* [TASK TO COMPLETE]:
In this exercise, the data must be written out exactly.

(Records drawn from a dataset)
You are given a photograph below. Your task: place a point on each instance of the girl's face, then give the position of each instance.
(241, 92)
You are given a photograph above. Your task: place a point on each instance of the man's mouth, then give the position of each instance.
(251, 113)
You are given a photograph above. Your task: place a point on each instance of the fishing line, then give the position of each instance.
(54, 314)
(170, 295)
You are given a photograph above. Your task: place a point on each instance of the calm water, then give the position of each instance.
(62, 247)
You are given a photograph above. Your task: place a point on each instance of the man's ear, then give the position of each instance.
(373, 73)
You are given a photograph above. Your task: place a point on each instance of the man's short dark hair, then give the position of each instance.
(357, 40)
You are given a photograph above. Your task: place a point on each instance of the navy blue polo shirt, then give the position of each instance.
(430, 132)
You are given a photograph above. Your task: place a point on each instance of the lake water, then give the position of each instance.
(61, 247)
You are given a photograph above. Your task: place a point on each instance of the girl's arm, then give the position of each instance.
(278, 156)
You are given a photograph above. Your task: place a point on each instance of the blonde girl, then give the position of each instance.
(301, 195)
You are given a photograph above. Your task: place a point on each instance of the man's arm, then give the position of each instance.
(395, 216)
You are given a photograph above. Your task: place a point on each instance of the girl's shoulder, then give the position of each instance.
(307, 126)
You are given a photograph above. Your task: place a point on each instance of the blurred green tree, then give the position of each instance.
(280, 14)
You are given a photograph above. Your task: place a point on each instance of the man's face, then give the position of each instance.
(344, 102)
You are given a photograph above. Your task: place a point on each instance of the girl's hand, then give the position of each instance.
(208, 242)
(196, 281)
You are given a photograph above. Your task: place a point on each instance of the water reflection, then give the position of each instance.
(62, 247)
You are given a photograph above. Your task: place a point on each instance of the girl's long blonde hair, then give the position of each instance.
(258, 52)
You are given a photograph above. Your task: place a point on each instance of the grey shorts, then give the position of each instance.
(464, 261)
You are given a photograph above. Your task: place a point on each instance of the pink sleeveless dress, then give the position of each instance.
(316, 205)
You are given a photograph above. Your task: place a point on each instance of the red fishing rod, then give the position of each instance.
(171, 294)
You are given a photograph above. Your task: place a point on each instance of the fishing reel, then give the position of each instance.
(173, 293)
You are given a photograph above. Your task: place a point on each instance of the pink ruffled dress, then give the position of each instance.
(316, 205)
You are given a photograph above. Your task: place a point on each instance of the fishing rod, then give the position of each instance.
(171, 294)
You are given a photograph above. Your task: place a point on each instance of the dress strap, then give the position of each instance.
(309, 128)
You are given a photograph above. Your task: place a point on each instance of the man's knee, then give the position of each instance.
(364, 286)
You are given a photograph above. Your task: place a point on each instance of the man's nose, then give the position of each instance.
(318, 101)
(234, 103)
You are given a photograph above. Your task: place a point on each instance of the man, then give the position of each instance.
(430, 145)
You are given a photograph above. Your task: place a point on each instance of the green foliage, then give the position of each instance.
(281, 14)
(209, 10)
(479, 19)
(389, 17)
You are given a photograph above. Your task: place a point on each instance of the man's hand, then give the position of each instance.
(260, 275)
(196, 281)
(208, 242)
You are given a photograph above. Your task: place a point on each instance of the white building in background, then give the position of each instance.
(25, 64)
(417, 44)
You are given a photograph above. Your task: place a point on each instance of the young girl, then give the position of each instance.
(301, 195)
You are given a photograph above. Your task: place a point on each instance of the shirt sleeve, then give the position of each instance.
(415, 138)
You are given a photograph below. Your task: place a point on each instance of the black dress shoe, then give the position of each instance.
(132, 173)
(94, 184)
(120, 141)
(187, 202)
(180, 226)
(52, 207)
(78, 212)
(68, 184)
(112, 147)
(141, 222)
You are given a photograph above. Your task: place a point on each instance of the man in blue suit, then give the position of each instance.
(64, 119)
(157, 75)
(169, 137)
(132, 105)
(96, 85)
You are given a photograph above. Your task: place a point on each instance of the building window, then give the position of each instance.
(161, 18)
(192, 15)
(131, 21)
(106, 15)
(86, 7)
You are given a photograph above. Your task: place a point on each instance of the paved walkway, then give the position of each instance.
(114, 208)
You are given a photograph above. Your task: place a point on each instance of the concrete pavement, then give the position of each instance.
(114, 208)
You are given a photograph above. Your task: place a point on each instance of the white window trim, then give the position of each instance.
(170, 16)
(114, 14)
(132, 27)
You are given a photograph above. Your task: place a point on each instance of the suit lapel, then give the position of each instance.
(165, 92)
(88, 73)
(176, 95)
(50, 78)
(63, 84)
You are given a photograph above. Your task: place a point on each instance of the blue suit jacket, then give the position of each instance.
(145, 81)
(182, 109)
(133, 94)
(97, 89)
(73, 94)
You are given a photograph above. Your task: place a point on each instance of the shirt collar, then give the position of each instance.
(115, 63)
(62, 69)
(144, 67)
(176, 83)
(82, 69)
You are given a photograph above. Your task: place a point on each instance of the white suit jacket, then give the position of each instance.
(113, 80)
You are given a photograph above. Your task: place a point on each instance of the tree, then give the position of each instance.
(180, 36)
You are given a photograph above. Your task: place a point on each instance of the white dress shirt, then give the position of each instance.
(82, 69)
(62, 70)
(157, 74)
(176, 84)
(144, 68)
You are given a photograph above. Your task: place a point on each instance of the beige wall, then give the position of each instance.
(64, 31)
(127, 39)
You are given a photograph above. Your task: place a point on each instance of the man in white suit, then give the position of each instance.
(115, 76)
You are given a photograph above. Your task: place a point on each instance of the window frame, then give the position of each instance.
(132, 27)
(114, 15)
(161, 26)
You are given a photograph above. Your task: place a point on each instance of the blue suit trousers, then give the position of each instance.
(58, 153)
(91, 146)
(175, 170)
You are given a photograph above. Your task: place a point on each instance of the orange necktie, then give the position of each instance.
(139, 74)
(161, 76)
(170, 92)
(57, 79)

* [SOLUTION TO THE EXERCISE]:
You are given a photograph below. Your task: place a point on each instance of the girl's face, then give the position of each instance.
(241, 92)
You are given a photograph above. Your task: place a point on each instance of the man's mouth, then give the position of each instance.
(251, 113)
You are given a photograph above. Your task: place a point on each instance of the fishing line, then give the position of each instance.
(54, 314)
(170, 295)
You are given a photograph above. Your task: place a point on each instance of the calm water, then give the position of each instance.
(62, 247)
You are given a photograph above. Your task: place a point on each instance of the man's ear, then give the position of each instance.
(373, 73)
You are given a photograph above. Your task: place a point on each instance of the man's short dark hair, then give the position of each instance.
(357, 40)
You are given a photograph above. Your task: place a point on each instance of the navy blue polo shirt, then give the position of each instance.
(430, 132)
You are given a photograph above. Your task: place a point on each instance of the lake water, then give the position of each instance.
(61, 247)
You are given a photograph above. Your task: place a point on each instance of the girl's arm, then give the position of each instance.
(278, 156)
You are given a photograph above. Your task: place a point on each instance of the blonde girl, then give the position of each instance.
(301, 195)
You are given a photograph above. Your task: place a point on each instance of the man's arm, then give the position of each instance.
(395, 216)
You are given a photograph above. Your task: place a point on each instance of the girl's shoulder, then give the position of each instance.
(307, 126)
You are given a photograph above. Your task: place a point on each instance of the blurred green tree, then give the position of each instance.
(280, 14)
You are given a photograph above. Your task: place a point on each instance of the man's face, then give the position of each instance.
(344, 102)
You are given a photograph above. Your task: place a point on each instance of the girl's hand, then give the position of each instance.
(208, 242)
(196, 281)
You are given a photograph above. Your task: place a point on each instance of the water reflection, then give the position of each instance.
(62, 247)
You are given a photograph above. Your task: place a point on each instance of the girl's long blonde hair, then give the position of each instance.
(258, 52)
You are given a photograph above. Your task: place a point on each instance of the grey shorts, then give the position of each instance.
(464, 261)
You are given a photograph above. Your task: place a point on each instance of the pink sleeveless dress, then give the position of each instance.
(316, 205)
You are given a photograph above. Your task: place a point on each instance of the red fishing rod, then give the position of each instance.
(171, 294)
You are given a photograph above. Your task: place a point on each instance of the fishing reel, then give the position of each instance.
(173, 293)
You are given a photograph above. Your task: place a point on each instance of the pink ruffled dress, then give the position of each instance.
(316, 205)
You are given a photograph above. Your task: place a point on each instance of the fishing rod, then give the position of each instance.
(171, 294)
You are given a photograph above. Your task: place a point on each instance of the dress strap, then give the position of each instance.
(309, 128)
You are given a photograph above. Your task: place a point on each instance of the man's knee, then give the position of each instance.
(364, 286)
You are given a photograph above. Your task: place a point on each instance of the man's nose, then give the position of each instance.
(318, 101)
(234, 103)
You are given a photograph above. Your task: place a point on each instance of the man, then give the position of each instance.
(430, 145)
You are given a photograph above. Your task: place a point on each instance of the green foliage, then give the position of each instance.
(281, 14)
(209, 10)
(479, 19)
(389, 17)
You are given a photograph above. Your task: place a point on each instance of the man's hand, then give the position of each instance.
(260, 275)
(196, 281)
(208, 242)
You are given a photograph above. Your task: place a point on each instance of the white building in background, then give the position of each instance.
(25, 64)
(417, 44)
You are given a photograph above. Your task: place a point on each instance of the young girl, then give the position of each instance.
(301, 195)
You are given a photograph above. Your task: place a point on each instance of the shirt sleeve, then give the position of each instance.
(415, 138)
You are given a photograph below. Your task: place a point on each instance of the black dress shoe, then give the position of each instance.
(132, 173)
(94, 184)
(120, 141)
(187, 202)
(180, 226)
(52, 207)
(78, 212)
(68, 184)
(112, 147)
(141, 222)
You are given a photograph above. Your task: place a point on each instance of the man in blue suit, then give the position of each instance.
(64, 119)
(157, 75)
(169, 137)
(132, 105)
(96, 85)
You are given a photograph above. Your task: place a point on each instance of the building window, then give the position of each instance.
(161, 18)
(192, 15)
(131, 21)
(106, 15)
(86, 7)
You are given a photograph above. Your task: place a point on each instance of the paved walkway, then give the position of each instance.
(114, 208)
You are given a photograph above. Your task: place a point on each instance of the concrete pavement, then give the position of each instance.
(114, 208)
You are given a photograph above. Your task: place a point on each instance of the white window trim, then give the position of each instance.
(170, 16)
(114, 14)
(132, 27)
You are given a photograph above. Your task: place a point on each instance of the suit lapel, then give the position of each instance.
(165, 92)
(88, 73)
(176, 95)
(50, 78)
(63, 84)
You are given a photograph above. Your task: place a point on each instance of the blue suit jacket, then give the position of each instance.
(145, 81)
(182, 109)
(133, 94)
(97, 89)
(73, 94)
You are given a photograph above. Your task: place a point on each instance of the shirt collar, then give the position of each instance.
(115, 63)
(62, 69)
(144, 67)
(176, 83)
(82, 69)
You are given a photograph above. Your task: place a point on each instance of the white suit jacket, then give the position of each instance.
(113, 80)
You are given a photograph above. Your task: place a point on each instance of the tree, then give the position of each instance.
(180, 36)
You are given a photograph above. Your task: place a point on each instance of the white dress shirt, then give the position of each instance.
(82, 69)
(62, 70)
(157, 74)
(176, 84)
(144, 68)
You are given a photograph above. Your task: place a point on each instance of the beige wall, then give the position of each instance.
(64, 31)
(127, 39)
You are given a photograph above. Your task: place a point on each instance of the man in white suit, then give the position of each instance.
(115, 76)
You are given a photograph above. Your task: place a point on each instance of the window frame, then give the position of each instance.
(132, 27)
(114, 15)
(161, 26)
You are given a photograph above. Your task: place a point on each instance of the blue suit trousers, then give the position of each instance.
(58, 153)
(91, 146)
(175, 170)
You are given a photograph above. Your task: place a point on each instance of the orange necktie, then give the position of each instance.
(139, 74)
(161, 76)
(170, 92)
(57, 79)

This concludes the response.